### Short exercise
Which lines in the items below contain the string "snow"? Copy each of those lines.
═══ Dataset records ═══
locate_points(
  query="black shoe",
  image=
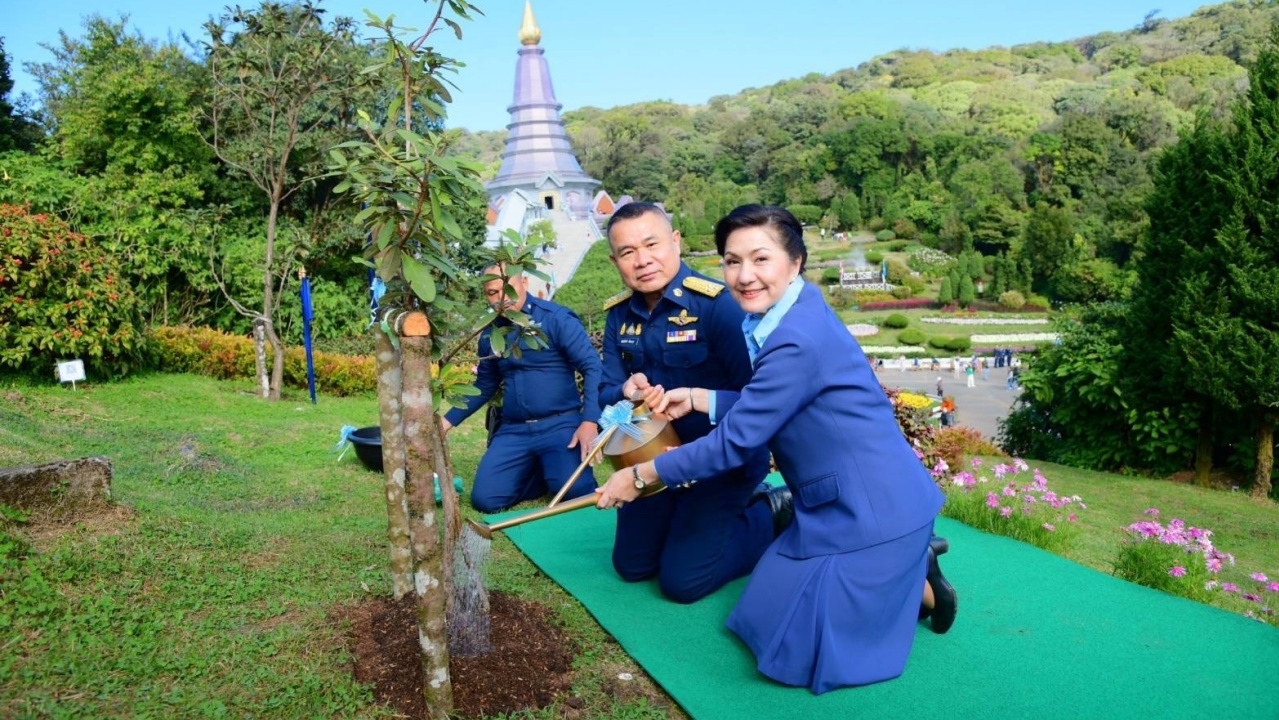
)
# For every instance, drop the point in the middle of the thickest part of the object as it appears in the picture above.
═══
═══ Dataset records ═══
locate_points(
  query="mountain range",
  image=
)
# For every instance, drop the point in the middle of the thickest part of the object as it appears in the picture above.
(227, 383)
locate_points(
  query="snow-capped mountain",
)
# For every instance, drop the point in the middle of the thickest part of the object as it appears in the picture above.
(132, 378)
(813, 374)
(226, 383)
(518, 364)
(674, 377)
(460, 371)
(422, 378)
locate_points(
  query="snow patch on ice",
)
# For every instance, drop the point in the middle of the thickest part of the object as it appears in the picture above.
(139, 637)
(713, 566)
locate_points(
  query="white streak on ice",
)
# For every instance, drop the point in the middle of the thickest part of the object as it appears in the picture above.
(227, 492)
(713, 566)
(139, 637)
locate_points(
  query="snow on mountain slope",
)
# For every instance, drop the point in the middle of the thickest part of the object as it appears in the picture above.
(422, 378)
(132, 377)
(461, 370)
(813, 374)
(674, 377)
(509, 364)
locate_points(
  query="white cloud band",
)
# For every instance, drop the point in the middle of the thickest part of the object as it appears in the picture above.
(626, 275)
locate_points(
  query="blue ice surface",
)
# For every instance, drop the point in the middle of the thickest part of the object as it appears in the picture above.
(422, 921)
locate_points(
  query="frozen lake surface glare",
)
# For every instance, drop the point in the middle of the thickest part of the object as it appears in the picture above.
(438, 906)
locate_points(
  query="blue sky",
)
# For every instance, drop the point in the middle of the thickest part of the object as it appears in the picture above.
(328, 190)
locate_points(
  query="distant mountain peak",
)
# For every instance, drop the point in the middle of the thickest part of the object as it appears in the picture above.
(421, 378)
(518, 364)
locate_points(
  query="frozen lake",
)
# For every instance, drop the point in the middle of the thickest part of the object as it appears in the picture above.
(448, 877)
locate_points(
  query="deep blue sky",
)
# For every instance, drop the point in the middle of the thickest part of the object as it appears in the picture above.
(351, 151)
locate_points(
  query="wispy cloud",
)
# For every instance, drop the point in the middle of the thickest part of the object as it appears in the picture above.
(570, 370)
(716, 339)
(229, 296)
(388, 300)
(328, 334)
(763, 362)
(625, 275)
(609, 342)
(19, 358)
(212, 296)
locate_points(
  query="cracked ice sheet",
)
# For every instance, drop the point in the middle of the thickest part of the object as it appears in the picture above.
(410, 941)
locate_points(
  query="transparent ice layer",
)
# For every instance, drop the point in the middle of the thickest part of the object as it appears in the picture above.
═══
### Output
  query="snow-capped mountain",
  query="snow patch on ice",
  query="snow on mountain slope",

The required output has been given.